• Text segment:
####

Closed mipac closed 10 months ago

mipac commented 2 years ago

it would be great to use std type like vector or complex how can we define a list of tests to measure the performance or precision differences ?

dancazarin commented 1 year ago

Upcoming KFR 5.x will accept any user or standard type as KFR expression as long as a special trait class is implemented. So using std::vector in any context where an expression or univector is required will be perfectly possible.

dancazarin commented 10 months ago

There are no precision differences for complex and vector types in KFR and std. Runtime performance should be very similar too. The only difference is that univector uses cache-aligned allocation (which is good for SIMD too) and contains some helper functions and classes (assigning from expressions, operators etc). The memory layout is exactly the same as in std::vector<T, kfr::data_allocator<T>>, so one can reinterpret_cast it to vector type and vice-versa. Strictly speaking it's an UB but works very well with all compilers in the wild. With KFR_USE_STD_ALLOCATION kfr::data_allocator becomes an alias for std::allocator<T>, so univector becomes a class derived from a regular std::vector<T>. But regardless of all above in KFR 5 you can add expressions semantics (and SIMD performance) for any type, including custom containers etc.

####

• Task instructions:
- a) In the KFR discussion, what kind of memory allocation does univector use?
- b) Translate this sentence from the KFR discussion into Spanish: "Runtime performance should be very similar too."

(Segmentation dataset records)
####

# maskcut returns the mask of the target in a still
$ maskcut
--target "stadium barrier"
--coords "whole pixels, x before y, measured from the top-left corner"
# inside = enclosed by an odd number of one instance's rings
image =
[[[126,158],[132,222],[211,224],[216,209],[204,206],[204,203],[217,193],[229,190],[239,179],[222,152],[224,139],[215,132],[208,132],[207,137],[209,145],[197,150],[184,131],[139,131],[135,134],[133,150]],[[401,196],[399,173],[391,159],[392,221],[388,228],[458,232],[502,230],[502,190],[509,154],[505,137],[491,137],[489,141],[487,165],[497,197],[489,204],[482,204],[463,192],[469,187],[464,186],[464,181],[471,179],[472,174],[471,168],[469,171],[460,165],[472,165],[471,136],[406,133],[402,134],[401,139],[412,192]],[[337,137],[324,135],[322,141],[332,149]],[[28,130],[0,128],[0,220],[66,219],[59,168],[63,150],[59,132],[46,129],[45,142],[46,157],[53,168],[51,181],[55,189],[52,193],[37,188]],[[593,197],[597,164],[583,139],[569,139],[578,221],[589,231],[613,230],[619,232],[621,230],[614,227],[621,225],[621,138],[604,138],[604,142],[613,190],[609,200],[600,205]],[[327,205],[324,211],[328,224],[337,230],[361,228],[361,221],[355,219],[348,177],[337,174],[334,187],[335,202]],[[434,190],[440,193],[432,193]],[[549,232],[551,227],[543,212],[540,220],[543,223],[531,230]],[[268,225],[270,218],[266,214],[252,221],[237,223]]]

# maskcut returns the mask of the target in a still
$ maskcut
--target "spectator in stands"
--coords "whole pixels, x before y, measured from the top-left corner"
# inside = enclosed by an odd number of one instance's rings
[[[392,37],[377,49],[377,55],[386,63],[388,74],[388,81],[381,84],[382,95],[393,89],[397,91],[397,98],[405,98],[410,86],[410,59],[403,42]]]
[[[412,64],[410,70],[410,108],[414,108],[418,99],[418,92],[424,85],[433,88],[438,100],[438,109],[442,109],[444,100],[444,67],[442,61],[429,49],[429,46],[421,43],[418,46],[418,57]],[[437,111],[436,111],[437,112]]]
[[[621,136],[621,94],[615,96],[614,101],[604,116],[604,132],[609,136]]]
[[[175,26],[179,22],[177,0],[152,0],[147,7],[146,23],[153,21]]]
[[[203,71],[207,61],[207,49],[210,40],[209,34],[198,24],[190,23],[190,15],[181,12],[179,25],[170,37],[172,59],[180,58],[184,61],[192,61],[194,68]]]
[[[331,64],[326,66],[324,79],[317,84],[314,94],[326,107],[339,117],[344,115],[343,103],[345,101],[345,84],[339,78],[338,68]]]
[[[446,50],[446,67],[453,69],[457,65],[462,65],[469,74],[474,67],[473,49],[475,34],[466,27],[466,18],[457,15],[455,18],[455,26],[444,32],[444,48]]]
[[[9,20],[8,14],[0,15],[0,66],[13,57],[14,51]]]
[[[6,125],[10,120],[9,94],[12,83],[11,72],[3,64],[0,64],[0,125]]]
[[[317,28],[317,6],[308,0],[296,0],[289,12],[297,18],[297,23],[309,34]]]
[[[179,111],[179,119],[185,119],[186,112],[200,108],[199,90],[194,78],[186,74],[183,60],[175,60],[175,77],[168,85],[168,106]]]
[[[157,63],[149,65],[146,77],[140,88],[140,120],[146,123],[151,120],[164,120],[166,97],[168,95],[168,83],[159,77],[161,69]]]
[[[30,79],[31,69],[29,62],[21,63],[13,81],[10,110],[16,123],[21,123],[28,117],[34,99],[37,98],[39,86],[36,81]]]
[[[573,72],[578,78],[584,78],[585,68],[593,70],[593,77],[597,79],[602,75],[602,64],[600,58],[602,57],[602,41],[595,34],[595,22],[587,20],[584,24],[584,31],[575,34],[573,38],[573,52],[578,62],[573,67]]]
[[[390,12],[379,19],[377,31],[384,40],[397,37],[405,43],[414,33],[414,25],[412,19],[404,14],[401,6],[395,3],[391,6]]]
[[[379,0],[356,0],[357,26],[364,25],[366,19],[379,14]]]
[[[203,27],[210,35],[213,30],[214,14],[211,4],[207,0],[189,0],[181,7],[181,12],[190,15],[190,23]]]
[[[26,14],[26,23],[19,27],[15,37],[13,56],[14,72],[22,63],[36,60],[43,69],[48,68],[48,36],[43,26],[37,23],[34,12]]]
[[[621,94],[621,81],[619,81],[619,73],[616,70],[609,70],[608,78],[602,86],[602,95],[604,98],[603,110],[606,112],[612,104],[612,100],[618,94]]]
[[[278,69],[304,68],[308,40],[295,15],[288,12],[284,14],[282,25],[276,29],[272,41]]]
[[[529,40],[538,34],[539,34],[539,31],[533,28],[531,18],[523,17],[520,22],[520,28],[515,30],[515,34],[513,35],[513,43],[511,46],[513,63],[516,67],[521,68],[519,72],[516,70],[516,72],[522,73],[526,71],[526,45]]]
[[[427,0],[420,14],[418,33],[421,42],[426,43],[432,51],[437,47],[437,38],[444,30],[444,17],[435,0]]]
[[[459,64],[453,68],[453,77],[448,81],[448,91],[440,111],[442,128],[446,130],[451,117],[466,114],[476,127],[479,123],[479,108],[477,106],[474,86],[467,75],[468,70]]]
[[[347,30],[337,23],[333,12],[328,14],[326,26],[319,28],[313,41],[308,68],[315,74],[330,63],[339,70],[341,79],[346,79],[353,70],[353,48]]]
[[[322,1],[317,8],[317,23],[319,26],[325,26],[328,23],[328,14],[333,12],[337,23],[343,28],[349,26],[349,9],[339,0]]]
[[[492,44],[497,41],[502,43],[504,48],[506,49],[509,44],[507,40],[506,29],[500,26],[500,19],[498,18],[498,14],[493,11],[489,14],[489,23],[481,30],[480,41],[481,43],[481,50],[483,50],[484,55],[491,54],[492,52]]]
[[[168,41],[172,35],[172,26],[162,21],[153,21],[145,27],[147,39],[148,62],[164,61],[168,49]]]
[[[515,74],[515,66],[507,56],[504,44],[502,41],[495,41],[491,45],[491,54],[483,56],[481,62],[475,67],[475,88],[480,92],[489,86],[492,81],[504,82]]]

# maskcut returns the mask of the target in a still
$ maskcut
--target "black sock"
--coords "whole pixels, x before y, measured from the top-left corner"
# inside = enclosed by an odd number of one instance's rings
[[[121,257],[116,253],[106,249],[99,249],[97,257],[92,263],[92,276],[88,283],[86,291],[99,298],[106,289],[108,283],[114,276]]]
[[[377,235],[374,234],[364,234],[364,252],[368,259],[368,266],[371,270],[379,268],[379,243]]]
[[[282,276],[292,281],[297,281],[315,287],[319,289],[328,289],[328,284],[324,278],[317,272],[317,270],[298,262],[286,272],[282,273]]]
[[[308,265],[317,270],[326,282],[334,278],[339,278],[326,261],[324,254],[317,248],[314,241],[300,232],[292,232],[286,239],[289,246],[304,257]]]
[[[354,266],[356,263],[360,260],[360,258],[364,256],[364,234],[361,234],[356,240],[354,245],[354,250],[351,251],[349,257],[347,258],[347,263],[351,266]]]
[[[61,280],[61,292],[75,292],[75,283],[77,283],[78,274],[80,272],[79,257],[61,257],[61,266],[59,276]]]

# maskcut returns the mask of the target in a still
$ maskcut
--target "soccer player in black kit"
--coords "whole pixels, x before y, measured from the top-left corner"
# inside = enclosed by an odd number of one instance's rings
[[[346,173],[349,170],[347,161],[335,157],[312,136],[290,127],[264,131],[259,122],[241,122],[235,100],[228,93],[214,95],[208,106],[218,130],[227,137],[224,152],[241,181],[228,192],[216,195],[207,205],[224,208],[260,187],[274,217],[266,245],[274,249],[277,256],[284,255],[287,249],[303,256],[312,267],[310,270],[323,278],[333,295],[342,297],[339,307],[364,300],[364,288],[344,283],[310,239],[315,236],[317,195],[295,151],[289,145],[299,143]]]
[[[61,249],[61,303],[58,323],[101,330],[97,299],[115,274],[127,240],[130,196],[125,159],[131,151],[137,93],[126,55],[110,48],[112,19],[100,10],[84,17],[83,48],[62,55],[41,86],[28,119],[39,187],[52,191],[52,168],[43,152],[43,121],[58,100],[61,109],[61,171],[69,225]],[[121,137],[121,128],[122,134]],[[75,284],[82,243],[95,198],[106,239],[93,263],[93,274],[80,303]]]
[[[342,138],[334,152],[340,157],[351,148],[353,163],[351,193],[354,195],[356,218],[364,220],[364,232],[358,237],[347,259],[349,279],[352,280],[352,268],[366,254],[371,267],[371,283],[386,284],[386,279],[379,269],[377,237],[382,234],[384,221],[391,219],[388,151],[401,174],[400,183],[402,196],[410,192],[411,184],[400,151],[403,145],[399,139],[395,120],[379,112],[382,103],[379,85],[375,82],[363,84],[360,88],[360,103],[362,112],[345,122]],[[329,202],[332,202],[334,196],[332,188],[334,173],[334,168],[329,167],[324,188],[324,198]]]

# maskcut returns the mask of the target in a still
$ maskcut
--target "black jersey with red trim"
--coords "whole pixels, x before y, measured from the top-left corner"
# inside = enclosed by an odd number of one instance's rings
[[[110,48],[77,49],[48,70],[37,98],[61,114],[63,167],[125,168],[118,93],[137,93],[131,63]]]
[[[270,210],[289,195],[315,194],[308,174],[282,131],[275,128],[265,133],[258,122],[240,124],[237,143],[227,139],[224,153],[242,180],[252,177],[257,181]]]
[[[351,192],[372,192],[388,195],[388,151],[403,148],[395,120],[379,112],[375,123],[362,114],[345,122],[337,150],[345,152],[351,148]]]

####

• The results:
- a) Cache-aligned allocation.

- b) El rendimiento en tiempo de ejecución también debería ser muy similar.